Assignment ▸ Include in the output the line containing "find the concrete" and each subsequent line of the records, through the end, transcribed exactly. Add nothing else.

Records shown ▸
= Beginning of Section =

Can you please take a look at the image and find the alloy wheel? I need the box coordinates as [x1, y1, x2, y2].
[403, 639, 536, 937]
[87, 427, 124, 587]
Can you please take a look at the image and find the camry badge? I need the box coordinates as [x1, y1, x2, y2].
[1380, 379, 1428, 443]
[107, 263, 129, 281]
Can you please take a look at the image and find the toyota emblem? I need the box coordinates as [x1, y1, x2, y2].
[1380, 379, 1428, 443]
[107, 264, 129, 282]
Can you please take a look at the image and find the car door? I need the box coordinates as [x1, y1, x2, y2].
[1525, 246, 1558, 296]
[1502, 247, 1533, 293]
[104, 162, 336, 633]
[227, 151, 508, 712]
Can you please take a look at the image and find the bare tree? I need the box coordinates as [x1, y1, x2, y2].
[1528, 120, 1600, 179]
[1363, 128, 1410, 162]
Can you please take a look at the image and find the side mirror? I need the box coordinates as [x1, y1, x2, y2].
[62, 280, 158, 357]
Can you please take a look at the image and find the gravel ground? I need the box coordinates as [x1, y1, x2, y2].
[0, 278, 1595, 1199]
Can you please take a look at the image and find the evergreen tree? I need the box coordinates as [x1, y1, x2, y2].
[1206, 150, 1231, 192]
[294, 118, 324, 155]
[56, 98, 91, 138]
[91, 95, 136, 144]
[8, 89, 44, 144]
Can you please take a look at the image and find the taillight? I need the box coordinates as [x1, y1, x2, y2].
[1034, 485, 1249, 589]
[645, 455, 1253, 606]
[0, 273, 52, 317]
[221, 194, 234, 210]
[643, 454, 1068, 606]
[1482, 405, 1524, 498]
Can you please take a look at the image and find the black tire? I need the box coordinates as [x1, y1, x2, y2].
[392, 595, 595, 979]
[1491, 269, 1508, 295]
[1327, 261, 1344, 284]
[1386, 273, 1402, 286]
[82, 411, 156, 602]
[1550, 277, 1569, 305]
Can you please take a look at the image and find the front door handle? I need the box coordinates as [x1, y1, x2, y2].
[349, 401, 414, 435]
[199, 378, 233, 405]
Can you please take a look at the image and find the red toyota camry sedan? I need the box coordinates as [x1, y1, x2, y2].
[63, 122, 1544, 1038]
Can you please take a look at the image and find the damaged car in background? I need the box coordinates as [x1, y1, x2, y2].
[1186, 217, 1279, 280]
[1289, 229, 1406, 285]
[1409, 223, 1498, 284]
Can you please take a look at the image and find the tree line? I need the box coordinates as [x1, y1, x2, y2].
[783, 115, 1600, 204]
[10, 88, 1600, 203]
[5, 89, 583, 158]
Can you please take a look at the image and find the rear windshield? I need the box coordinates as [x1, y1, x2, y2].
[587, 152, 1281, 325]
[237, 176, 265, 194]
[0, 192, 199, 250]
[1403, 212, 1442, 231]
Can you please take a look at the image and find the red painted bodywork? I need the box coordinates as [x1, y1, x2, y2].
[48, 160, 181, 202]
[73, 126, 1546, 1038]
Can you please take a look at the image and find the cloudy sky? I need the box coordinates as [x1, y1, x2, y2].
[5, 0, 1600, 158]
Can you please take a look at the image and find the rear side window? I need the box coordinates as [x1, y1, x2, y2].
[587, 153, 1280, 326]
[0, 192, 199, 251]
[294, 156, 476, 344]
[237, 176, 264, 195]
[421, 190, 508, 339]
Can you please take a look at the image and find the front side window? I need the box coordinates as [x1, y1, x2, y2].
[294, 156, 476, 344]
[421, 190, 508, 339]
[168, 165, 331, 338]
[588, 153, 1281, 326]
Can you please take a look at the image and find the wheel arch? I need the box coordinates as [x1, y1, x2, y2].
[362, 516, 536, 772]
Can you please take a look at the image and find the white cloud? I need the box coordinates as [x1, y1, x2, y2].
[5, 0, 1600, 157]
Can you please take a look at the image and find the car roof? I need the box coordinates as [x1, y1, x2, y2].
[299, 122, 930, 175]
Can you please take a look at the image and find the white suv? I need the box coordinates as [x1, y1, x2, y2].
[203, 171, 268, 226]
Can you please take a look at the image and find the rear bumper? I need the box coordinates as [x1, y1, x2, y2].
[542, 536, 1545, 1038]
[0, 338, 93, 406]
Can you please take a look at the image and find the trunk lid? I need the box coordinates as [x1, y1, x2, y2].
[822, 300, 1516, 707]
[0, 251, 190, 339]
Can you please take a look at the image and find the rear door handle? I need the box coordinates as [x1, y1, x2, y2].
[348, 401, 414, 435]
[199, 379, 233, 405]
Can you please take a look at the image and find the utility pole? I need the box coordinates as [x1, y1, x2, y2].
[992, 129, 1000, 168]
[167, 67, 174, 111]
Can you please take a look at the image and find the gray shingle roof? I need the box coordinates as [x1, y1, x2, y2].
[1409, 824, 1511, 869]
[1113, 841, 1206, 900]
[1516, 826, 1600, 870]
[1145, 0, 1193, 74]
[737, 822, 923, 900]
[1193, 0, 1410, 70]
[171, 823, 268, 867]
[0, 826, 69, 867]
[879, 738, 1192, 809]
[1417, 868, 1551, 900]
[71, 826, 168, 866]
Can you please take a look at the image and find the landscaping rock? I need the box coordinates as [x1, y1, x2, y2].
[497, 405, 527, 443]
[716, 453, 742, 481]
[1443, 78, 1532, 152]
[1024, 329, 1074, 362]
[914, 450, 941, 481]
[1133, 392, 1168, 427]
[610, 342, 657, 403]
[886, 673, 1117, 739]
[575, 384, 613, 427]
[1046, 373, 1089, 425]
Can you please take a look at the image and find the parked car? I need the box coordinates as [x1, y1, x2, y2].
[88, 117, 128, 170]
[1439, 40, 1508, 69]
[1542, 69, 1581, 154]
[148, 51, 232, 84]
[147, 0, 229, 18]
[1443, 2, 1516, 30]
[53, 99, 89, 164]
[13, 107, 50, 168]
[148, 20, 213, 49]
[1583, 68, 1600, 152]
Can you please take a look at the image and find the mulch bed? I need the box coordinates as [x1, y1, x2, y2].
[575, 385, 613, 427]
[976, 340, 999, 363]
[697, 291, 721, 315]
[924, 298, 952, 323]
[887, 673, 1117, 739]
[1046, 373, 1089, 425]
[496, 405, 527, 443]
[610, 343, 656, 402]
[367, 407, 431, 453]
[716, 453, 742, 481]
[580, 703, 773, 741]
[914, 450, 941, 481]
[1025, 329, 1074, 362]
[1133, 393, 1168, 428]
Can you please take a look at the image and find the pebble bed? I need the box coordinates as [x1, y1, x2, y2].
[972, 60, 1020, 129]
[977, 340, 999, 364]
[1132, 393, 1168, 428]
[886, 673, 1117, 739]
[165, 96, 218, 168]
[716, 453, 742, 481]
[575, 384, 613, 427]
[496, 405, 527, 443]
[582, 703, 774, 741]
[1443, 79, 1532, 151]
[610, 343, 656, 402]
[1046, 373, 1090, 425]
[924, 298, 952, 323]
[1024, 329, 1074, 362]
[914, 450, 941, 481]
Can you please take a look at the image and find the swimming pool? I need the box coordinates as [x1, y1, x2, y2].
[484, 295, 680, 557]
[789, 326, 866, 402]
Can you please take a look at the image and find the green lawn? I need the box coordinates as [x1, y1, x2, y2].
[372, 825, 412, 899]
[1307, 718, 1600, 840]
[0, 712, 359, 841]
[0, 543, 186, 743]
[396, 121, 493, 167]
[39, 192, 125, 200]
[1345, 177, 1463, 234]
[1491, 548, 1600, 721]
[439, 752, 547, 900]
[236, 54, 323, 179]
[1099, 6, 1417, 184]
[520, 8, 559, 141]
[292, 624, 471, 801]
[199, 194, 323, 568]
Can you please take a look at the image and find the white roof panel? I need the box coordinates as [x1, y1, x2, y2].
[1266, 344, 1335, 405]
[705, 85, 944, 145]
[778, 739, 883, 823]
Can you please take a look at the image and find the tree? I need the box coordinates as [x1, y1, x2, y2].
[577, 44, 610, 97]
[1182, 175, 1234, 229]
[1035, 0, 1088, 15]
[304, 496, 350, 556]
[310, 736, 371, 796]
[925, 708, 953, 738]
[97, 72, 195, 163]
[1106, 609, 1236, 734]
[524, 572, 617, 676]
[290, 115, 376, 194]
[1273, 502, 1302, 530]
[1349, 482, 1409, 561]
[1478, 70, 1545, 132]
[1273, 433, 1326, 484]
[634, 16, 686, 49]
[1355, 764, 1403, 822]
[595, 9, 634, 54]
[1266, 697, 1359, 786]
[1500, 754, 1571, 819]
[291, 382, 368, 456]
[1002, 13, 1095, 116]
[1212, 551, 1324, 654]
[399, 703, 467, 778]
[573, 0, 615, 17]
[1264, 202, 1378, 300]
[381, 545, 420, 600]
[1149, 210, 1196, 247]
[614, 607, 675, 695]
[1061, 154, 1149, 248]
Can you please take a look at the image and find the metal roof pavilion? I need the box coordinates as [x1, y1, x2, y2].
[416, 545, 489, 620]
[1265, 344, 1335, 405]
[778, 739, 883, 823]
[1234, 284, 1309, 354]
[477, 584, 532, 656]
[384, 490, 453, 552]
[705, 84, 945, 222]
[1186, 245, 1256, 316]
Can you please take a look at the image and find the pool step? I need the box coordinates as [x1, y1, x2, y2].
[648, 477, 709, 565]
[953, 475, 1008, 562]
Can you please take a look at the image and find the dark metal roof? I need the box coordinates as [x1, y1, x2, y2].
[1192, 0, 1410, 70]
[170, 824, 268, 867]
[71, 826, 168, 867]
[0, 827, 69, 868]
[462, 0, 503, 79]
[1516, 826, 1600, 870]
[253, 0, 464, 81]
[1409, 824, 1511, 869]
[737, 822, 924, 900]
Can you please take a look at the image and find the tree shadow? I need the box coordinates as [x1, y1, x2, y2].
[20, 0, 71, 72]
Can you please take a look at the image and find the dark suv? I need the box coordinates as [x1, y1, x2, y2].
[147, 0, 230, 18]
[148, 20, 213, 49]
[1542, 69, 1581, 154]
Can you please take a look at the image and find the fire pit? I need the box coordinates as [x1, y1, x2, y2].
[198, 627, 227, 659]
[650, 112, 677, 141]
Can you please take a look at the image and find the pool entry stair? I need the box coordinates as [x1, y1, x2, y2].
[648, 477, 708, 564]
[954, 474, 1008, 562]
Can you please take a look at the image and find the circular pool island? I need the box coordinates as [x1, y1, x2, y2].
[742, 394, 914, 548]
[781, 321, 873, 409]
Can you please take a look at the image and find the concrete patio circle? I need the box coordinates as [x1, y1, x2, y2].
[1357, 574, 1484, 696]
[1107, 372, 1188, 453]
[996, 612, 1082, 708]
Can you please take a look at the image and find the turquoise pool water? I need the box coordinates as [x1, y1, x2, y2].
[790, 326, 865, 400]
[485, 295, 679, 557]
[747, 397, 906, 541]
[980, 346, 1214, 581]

= End of Section =

Completed task ▸
Can you please take a look at the image and find the concrete patio circle? I need the box coordinates as [x1, y1, x2, y2].
[1357, 574, 1484, 696]
[1107, 372, 1188, 453]
[996, 612, 1082, 708]
Can you please take a look at the image and find the turquoise pool water? I need the box coordinates as [x1, y1, x2, y2].
[790, 326, 865, 400]
[485, 295, 679, 557]
[747, 397, 906, 541]
[980, 346, 1214, 581]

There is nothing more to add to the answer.